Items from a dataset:
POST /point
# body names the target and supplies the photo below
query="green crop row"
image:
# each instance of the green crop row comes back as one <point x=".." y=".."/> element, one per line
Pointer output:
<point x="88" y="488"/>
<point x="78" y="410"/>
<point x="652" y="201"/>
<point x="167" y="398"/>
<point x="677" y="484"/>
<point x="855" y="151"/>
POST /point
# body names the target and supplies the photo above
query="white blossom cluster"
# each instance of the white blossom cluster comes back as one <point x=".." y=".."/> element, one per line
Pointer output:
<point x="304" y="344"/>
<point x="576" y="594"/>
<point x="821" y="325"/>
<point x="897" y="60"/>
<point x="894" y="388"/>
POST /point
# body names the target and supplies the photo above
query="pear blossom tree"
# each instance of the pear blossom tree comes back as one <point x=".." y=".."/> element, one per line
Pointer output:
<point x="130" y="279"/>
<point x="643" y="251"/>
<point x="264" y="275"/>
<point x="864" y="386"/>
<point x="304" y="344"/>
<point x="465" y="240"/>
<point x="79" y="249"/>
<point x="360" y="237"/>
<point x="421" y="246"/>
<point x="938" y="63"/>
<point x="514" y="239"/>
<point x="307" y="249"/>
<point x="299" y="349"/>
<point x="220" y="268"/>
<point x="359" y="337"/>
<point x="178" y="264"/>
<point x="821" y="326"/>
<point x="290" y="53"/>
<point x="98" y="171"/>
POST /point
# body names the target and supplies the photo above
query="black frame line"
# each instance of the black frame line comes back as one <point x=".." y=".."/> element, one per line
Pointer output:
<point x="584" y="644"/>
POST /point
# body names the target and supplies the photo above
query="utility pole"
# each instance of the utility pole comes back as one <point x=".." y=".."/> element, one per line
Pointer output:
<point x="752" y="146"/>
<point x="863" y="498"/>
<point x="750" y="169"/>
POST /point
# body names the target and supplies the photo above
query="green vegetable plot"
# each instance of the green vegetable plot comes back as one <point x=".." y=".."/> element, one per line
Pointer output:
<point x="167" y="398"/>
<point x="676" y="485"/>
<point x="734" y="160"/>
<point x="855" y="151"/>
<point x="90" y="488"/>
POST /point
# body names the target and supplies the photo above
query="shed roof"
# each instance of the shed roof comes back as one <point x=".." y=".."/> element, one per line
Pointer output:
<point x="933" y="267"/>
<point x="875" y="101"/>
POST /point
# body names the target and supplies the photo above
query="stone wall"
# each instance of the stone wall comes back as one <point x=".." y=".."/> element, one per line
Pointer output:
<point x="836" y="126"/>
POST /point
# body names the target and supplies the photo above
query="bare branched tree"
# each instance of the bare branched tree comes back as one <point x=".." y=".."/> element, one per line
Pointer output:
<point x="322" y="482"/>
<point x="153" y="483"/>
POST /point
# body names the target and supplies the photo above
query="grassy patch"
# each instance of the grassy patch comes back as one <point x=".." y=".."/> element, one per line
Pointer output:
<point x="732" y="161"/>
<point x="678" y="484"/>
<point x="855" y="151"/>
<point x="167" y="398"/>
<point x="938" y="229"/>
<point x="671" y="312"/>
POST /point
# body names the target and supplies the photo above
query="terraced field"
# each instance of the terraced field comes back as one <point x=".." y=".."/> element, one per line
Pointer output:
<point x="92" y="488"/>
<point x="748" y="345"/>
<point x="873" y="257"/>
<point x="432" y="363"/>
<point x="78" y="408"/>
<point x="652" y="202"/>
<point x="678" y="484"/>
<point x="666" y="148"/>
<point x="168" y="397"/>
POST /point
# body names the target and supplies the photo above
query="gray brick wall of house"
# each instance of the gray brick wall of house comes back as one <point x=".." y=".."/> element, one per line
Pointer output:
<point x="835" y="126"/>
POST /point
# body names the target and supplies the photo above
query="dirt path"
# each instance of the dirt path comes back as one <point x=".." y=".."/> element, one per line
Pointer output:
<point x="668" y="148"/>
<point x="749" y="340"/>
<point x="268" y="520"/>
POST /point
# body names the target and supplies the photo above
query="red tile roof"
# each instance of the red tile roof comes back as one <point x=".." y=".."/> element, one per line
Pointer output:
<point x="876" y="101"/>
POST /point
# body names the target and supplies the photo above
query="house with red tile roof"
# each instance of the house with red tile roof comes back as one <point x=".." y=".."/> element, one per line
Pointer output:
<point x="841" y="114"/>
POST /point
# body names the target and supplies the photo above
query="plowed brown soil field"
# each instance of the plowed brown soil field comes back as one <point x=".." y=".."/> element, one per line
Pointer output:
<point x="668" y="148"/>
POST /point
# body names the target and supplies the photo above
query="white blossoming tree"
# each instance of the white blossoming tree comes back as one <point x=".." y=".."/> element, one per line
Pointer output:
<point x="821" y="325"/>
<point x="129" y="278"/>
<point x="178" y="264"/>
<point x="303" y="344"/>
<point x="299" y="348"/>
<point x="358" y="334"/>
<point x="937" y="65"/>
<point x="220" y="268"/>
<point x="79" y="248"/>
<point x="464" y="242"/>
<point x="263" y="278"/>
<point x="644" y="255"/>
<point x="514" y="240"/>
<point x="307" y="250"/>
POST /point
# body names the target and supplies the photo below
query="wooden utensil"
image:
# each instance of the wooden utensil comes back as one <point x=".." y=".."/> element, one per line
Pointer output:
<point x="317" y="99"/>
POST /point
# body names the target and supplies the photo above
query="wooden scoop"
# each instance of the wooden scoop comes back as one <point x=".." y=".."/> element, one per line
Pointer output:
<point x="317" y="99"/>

* [WHAT THE TASK REQUIRES]: Your task is to output the full set of records exactly as presented.

* [ANSWER TO THIS PROBLEM]:
POST /point
# body names the target and supplies the photo below
query="green crop row"
image:
# each instance of the green crop row comes back as one <point x=".." y=".."/> element, one per line
Pointer output:
<point x="88" y="488"/>
<point x="78" y="410"/>
<point x="652" y="201"/>
<point x="167" y="398"/>
<point x="677" y="484"/>
<point x="855" y="151"/>
POST /point
# body names the target and supplies the photo above
query="white blossom cluster"
# each instance of the white blossom cluster comes back as one <point x=".." y=".."/> element, one per line
Pointer output:
<point x="304" y="344"/>
<point x="576" y="594"/>
<point x="821" y="325"/>
<point x="897" y="60"/>
<point x="894" y="388"/>
POST /point
# body names the target and supplies the photo above
query="pear blossom tree"
# each instance of the pear blossom tree comes back as one <point x=".." y=".."/> element, one per line
Pointer output:
<point x="130" y="279"/>
<point x="643" y="251"/>
<point x="264" y="275"/>
<point x="864" y="386"/>
<point x="304" y="344"/>
<point x="465" y="240"/>
<point x="79" y="249"/>
<point x="360" y="237"/>
<point x="421" y="246"/>
<point x="938" y="63"/>
<point x="514" y="239"/>
<point x="307" y="249"/>
<point x="299" y="349"/>
<point x="220" y="268"/>
<point x="359" y="337"/>
<point x="178" y="264"/>
<point x="821" y="326"/>
<point x="290" y="53"/>
<point x="98" y="171"/>
POST /point
# body names the target and supplies the photo above
query="black frame line"
# each instance of the black frame line comes back as one <point x=".." y=".."/> element, one per line
Pointer output:
<point x="584" y="644"/>
POST /point
# body names the target and supplies the photo above
query="utility pole"
# each instance of the utility pole comes back as one <point x=".." y=".."/> element, one per line
Pointer output:
<point x="752" y="146"/>
<point x="863" y="498"/>
<point x="750" y="169"/>
POST /point
# body names the target and supplies the photo above
query="green vegetable plot"
# each instance of the green vegetable plot comes back as one <point x=".." y=".."/> element, one per line
Pointer output:
<point x="167" y="398"/>
<point x="676" y="485"/>
<point x="734" y="160"/>
<point x="855" y="151"/>
<point x="90" y="488"/>
POST /point
# body names the target and supplies the photo above
query="shed roof"
# each instance of the shed roof comes back as one <point x=".." y=".."/> element, one per line
Pointer output:
<point x="933" y="267"/>
<point x="875" y="101"/>
POST /point
# body names the target and supplies the photo above
query="stone wall"
# each instance of the stone wall comes back as one <point x=".." y=".."/> element, one per line
Pointer output:
<point x="836" y="126"/>
POST /point
# body names the target and supplies the photo above
query="bare branched tree"
# each instance of the bare branched tree comes back as one <point x=".." y=".."/> element, one per line
Pointer output:
<point x="322" y="482"/>
<point x="153" y="483"/>
POST /point
# body names the target and supplies the photo above
query="grassy patch"
# each instance of the grassy patch comes back as one <point x=".." y=".."/> element, one per line
Pointer output:
<point x="732" y="161"/>
<point x="678" y="484"/>
<point x="855" y="151"/>
<point x="167" y="398"/>
<point x="938" y="229"/>
<point x="671" y="312"/>
POST /point
# body names the target and supplies the photo above
query="terraced field"
# each instance of the terraced field comes back as one <point x=".." y=".."/> element, one per line
Pointer output:
<point x="92" y="488"/>
<point x="748" y="345"/>
<point x="873" y="257"/>
<point x="432" y="363"/>
<point x="78" y="408"/>
<point x="652" y="202"/>
<point x="678" y="484"/>
<point x="666" y="148"/>
<point x="168" y="397"/>
POST /point
# body names the target and supplies the photo above
query="gray brick wall of house"
# each instance of the gray brick wall of house comes back as one <point x=".." y=".."/> element, one per line
Pointer output:
<point x="835" y="126"/>
POST /point
# body names the target and supplies the photo above
query="dirt path"
# each instance of the dirt path comes back as one <point x=".." y=".."/> element, one per line
Pointer output:
<point x="668" y="148"/>
<point x="749" y="340"/>
<point x="268" y="520"/>
POST /point
# body names the target and supplies the photo above
query="red tile roof"
# each instance of the red tile roof comes back as one <point x=".." y=".."/> element, one per line
Pointer output:
<point x="876" y="101"/>
POST /point
# body names the target and supplies the photo above
query="house with red tile roof"
# each instance of the house with red tile roof comes back as one <point x=".." y=".."/> element, one per line
Pointer output:
<point x="841" y="114"/>
POST /point
# body names the target and supplies the photo above
query="plowed brown soil field"
# each instance of the plowed brown soil field comes back as one <point x=".." y=".."/> element, one per line
Pointer output:
<point x="668" y="148"/>
POST /point
# body names the target and supplies the photo above
query="white blossoming tree"
# each instance of the white blossoming tree comes back as one <point x=".." y=".."/> element, one per line
Pointer output:
<point x="821" y="325"/>
<point x="129" y="278"/>
<point x="178" y="264"/>
<point x="303" y="344"/>
<point x="299" y="348"/>
<point x="358" y="334"/>
<point x="937" y="65"/>
<point x="220" y="268"/>
<point x="79" y="248"/>
<point x="464" y="242"/>
<point x="263" y="278"/>
<point x="644" y="255"/>
<point x="514" y="240"/>
<point x="307" y="250"/>
POST /point
# body names the target and supplies the photo below
query="wooden utensil"
image:
# each instance of the wooden utensil comes back as one <point x=".." y=".."/> element, one per line
Pointer output:
<point x="317" y="99"/>
POST /point
# body names the target and supplies the photo above
query="wooden scoop"
# each instance of the wooden scoop comes back as one <point x=".." y=".."/> element, one per line
Pointer output:
<point x="317" y="99"/>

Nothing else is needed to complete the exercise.